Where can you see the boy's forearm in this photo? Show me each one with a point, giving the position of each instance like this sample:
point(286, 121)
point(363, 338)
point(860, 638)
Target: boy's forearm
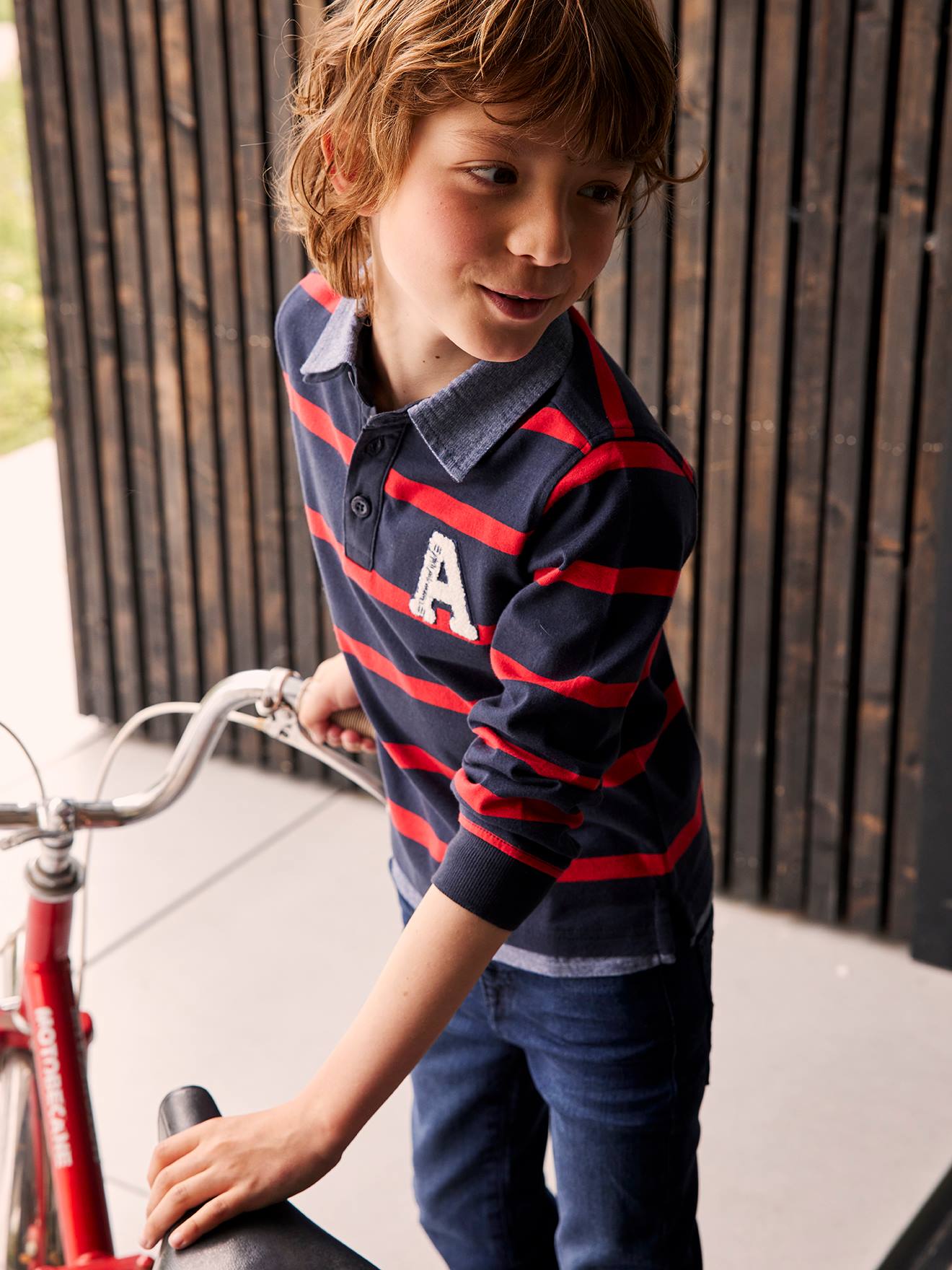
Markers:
point(439, 955)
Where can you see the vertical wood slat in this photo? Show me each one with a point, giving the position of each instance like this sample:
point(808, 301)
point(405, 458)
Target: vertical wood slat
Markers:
point(686, 310)
point(157, 222)
point(133, 354)
point(798, 289)
point(720, 473)
point(845, 504)
point(225, 324)
point(65, 439)
point(818, 217)
point(200, 444)
point(65, 292)
point(915, 815)
point(891, 439)
point(97, 263)
point(752, 788)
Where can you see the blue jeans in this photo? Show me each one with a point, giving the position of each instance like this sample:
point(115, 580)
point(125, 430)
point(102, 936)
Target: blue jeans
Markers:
point(614, 1067)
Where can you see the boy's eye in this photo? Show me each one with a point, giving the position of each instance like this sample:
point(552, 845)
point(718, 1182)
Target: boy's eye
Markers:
point(609, 192)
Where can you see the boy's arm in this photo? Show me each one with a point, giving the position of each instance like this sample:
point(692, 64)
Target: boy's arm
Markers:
point(229, 1165)
point(438, 958)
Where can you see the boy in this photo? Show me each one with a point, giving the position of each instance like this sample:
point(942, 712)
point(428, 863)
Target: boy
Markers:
point(499, 525)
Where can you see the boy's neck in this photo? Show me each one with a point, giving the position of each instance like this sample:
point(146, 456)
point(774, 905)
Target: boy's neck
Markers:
point(409, 359)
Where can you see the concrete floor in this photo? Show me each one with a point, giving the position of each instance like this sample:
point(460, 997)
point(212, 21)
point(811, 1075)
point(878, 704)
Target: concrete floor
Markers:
point(227, 949)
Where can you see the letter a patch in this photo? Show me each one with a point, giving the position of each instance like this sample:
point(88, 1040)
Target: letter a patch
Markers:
point(441, 579)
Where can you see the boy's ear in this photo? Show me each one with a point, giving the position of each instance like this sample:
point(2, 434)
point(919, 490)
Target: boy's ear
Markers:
point(340, 180)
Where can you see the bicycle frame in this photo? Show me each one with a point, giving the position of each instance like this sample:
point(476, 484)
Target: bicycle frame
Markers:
point(58, 1037)
point(46, 1020)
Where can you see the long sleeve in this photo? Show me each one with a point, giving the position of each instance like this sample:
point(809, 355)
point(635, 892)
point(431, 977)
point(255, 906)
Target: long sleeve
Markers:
point(570, 651)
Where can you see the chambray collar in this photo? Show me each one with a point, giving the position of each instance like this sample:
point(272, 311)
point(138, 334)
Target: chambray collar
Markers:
point(470, 414)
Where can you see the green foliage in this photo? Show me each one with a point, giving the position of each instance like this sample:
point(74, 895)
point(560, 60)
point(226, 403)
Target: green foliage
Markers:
point(25, 374)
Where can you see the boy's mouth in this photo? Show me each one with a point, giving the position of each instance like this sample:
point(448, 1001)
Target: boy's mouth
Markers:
point(516, 307)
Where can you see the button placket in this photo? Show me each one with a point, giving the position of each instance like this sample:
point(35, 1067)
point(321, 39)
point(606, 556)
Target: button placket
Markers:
point(363, 493)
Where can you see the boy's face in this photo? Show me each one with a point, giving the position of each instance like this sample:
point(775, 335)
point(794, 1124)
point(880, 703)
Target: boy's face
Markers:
point(479, 209)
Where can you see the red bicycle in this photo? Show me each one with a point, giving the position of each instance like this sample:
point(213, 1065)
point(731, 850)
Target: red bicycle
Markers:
point(53, 1199)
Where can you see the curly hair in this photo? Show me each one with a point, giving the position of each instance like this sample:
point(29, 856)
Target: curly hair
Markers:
point(601, 70)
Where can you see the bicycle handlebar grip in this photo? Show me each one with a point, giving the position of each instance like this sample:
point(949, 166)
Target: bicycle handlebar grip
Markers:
point(183, 1108)
point(356, 719)
point(278, 1236)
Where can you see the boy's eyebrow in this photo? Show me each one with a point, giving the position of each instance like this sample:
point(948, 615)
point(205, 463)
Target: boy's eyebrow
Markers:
point(493, 137)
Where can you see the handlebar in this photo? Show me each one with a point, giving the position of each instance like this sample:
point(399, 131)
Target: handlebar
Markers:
point(275, 693)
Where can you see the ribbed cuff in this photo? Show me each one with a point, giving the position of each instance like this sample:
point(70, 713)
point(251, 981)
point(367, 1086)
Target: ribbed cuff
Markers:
point(489, 883)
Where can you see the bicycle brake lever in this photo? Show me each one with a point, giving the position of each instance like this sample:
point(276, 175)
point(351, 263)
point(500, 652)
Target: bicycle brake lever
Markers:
point(283, 725)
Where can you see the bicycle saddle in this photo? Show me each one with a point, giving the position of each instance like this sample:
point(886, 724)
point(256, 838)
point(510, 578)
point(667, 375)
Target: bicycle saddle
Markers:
point(278, 1238)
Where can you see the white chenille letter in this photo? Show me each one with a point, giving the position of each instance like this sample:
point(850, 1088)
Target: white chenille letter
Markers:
point(442, 558)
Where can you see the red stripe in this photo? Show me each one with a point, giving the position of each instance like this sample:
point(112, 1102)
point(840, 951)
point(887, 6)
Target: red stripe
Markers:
point(634, 762)
point(420, 690)
point(488, 803)
point(539, 765)
point(581, 688)
point(320, 290)
point(456, 513)
point(413, 826)
point(319, 422)
point(612, 399)
point(522, 857)
point(645, 864)
point(614, 456)
point(554, 423)
point(415, 758)
point(387, 592)
point(640, 581)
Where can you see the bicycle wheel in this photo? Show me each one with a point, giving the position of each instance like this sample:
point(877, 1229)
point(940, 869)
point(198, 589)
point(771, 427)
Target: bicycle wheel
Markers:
point(30, 1231)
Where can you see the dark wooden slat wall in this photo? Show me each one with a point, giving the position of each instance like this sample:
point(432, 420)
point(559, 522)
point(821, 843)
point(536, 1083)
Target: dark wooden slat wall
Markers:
point(786, 318)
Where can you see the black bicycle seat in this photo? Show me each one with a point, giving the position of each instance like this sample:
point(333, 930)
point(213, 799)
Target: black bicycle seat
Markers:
point(278, 1238)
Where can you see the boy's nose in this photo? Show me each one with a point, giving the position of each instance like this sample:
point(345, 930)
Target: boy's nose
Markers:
point(542, 232)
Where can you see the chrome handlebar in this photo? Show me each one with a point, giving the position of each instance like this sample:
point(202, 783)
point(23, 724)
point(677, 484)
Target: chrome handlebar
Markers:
point(275, 695)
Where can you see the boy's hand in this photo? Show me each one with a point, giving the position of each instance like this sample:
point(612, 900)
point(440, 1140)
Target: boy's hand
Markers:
point(330, 688)
point(234, 1164)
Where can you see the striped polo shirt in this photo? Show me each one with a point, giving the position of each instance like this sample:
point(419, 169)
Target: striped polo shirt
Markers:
point(498, 561)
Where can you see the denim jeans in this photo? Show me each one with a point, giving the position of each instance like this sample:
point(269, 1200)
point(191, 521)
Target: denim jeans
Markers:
point(614, 1067)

————————

■ What to work on
Copy all the entries above verbatim, omitting the pictures.

■ Response
Where can you see the boy's forearm in this photo? Show me each one with a point, giving the position of each instance like this sample:
point(286, 121)
point(363, 338)
point(860, 638)
Target: boy's forearm
Markers:
point(439, 955)
Where can you see the vertical wood slat in this photo? Show me each one with a point, giving the position of each instance like this sample:
point(808, 301)
point(405, 458)
Target: vertical wood slat
Markers:
point(686, 310)
point(157, 222)
point(133, 354)
point(798, 289)
point(720, 473)
point(845, 504)
point(225, 324)
point(65, 439)
point(818, 217)
point(200, 444)
point(65, 292)
point(915, 815)
point(891, 439)
point(97, 263)
point(752, 788)
Where can you see the blue jeans in this photo? Show me each one with a point, giving the position of each instance like this sample:
point(115, 580)
point(125, 430)
point(102, 936)
Target: blue jeans
Markers:
point(614, 1067)
Where can you see the boy's eye in this photo? Show me each one with a point, giving the position of each instance like this sample:
point(552, 845)
point(718, 1182)
Target: boy's eye
Markers:
point(609, 192)
Where can you see the boy's arm in this photo? Show me each one with a point, giving the position of each instance like this sample:
point(692, 64)
Target: boy's arm
Markers:
point(229, 1165)
point(438, 958)
Where can you see the boy in this photo? Show me each one with a point, giving the position of each instance like this sample:
point(942, 712)
point(428, 863)
Target: boy
Markers:
point(499, 525)
Where can you see the boy's neck in this photo? Show me each one with a point, giving the position of each instance like this sample:
point(146, 456)
point(774, 905)
Target: boy's neck
Markers:
point(409, 359)
Where can you see the concrete floor in this photo? Show me each one with a point, giving the position of each instance like this sample:
point(460, 997)
point(212, 21)
point(811, 1075)
point(878, 704)
Target: concrete floor
Markers:
point(227, 949)
Where can you see the letter a patch in this photo? Show me each one with a point, giving the position of each instance like this sample:
point(88, 1040)
Target: letter a patch
Markers:
point(441, 579)
Where can you see the boy's ear in this photo? Show me each one with a point, giving the position of each instance like this sample:
point(2, 434)
point(919, 490)
Target: boy's ear
Markers:
point(340, 180)
Where can you see the bicycle frame in this photo? Show me each one with a point, giving the position of each instance like this sample:
point(476, 484)
Target: bicycle frame
Markers:
point(58, 1037)
point(46, 1020)
Where can you see the long sleeve in this photo? Show me each one with a point, giving the position of each instance like this sample:
point(809, 355)
point(635, 892)
point(431, 977)
point(255, 906)
Target: long sleeve
Markers:
point(570, 651)
Where can you see the chambray collar in this photo? Show me each one with a point, giving the position of each instance like this sample:
point(272, 311)
point(138, 334)
Target: chambray collar
Markers:
point(470, 414)
Where can you see the green foliage in this photo? Show me each one with a point, giving the position of each instance like this sample:
point(74, 895)
point(560, 60)
point(226, 403)
Target: green foliage
Markers:
point(25, 374)
Where can you see the boy's mouth in this photo? Show me each one with a point, giving the position of each instance like this sample:
point(448, 1001)
Target: boy's mouth
Markers:
point(516, 307)
Where can you see the button placket in this photo? Show me each one with a point, giving the position of each instance like this sample:
point(35, 1067)
point(321, 39)
point(606, 556)
Target: button placket
Markers:
point(363, 493)
Where can you see the boy's face in this photo? Show me each one with a point, giving the position of each instance like this sample:
point(775, 335)
point(794, 1124)
point(880, 703)
Target: boy's face
Markers:
point(479, 209)
Where can you see the red bicycle in this photo? Show me each one with a point, giving the position of each instance like this sample:
point(213, 1065)
point(731, 850)
Target: red bicycle
Markers:
point(53, 1199)
Where can you see the curly hair in this photo? Show me each one with a point, giving the position of each instance like this sample:
point(29, 856)
Target: curly hair
Markers:
point(601, 70)
Where can you see the bicycle handlebar grip in this photo? Show me each one with a point, giving the position of each instance like this sample:
point(949, 166)
Target: bicycle handlebar grip
Markers:
point(183, 1108)
point(356, 719)
point(278, 1236)
Where can you see the boy's eyebrow in this photo? Show me each one with a point, giving the position of each instance like this sample:
point(948, 615)
point(205, 463)
Target: boy's eyebrow
Markers:
point(493, 137)
Where can you see the handlebar in this photo? Show me each one with a point, giving the position of each instance like this sample:
point(399, 131)
Target: handlebar
Markers:
point(275, 693)
Where can you see the ribbed cuff in this photo? Show me each one with a point, giving the position of each instance like this sample:
point(70, 713)
point(251, 981)
point(367, 1086)
Target: ribbed cuff
Markers:
point(489, 883)
Where can you see the bicycle brake lever in this photo? Show me each one with a point, giving the position of each instance like this sample:
point(276, 175)
point(351, 263)
point(500, 652)
Target: bicycle brake lever
Markers:
point(283, 725)
Where can you see the bicycle saddle in this photo? Show me each one with a point, giving the position of each instance like this sample:
point(886, 724)
point(256, 838)
point(510, 578)
point(667, 375)
Target: bicycle saddle
Markers:
point(278, 1238)
Where can you see the white chenille letter in this photo? Show me each one with a point, giving the position of each instance like this sample:
point(850, 1088)
Target: white chenille letter
Markers:
point(442, 558)
Where can you see the red stripe in this photo? Show me each one with a point, giving the position of each instance like this sample:
point(112, 1102)
point(840, 951)
point(887, 6)
Target: red stripe
Markers:
point(634, 762)
point(420, 690)
point(488, 803)
point(539, 765)
point(581, 688)
point(320, 290)
point(456, 513)
point(413, 826)
point(319, 422)
point(612, 399)
point(522, 857)
point(645, 864)
point(614, 456)
point(554, 423)
point(415, 758)
point(387, 592)
point(640, 581)
Where can you see the bicycle wheel in this photo? Show me each one with a point, giving the position of each instance like this sample:
point(877, 1229)
point(940, 869)
point(198, 589)
point(771, 427)
Target: bicycle wheel
Markers:
point(30, 1231)
Where can you see the dark wooden slat wall in this photo? Show me each one with a point, giving the position of each instance like this sample:
point(432, 420)
point(559, 522)
point(821, 843)
point(536, 1083)
Target: dark wooden slat wall
Markers:
point(786, 318)
Where can you see the black bicycle seat in this photo? Show me each one with a point, giving the position of each instance like this sample:
point(333, 930)
point(213, 799)
Target: black bicycle seat
Markers:
point(278, 1238)
Where can you see the boy's nose in this photo? Show me each one with a point, giving the position of each instance like this sample:
point(345, 930)
Target: boy's nose
Markers:
point(542, 232)
Where can you see the chrome handlebar in this photo? Show me each one with a point, giving the position of each instance like this sample:
point(202, 783)
point(23, 724)
point(677, 484)
Target: chrome handlebar
Markers:
point(275, 695)
Where can you see the boy's hand in this photo? Show me each one with a point, giving the position of each instance like this sample:
point(612, 900)
point(440, 1140)
Target: boy's hand
Markers:
point(330, 688)
point(234, 1164)
Where can you see the striped polo shirt in this photo? Show me each one with a point, giving the position of each instance like this sample:
point(419, 169)
Target: striped polo shirt
Markers:
point(498, 561)
Where can you see the denim jeans in this photo? Show me each one with a point, giving the position of each instance like this sample:
point(269, 1200)
point(191, 521)
Target: denim jeans
Markers:
point(614, 1067)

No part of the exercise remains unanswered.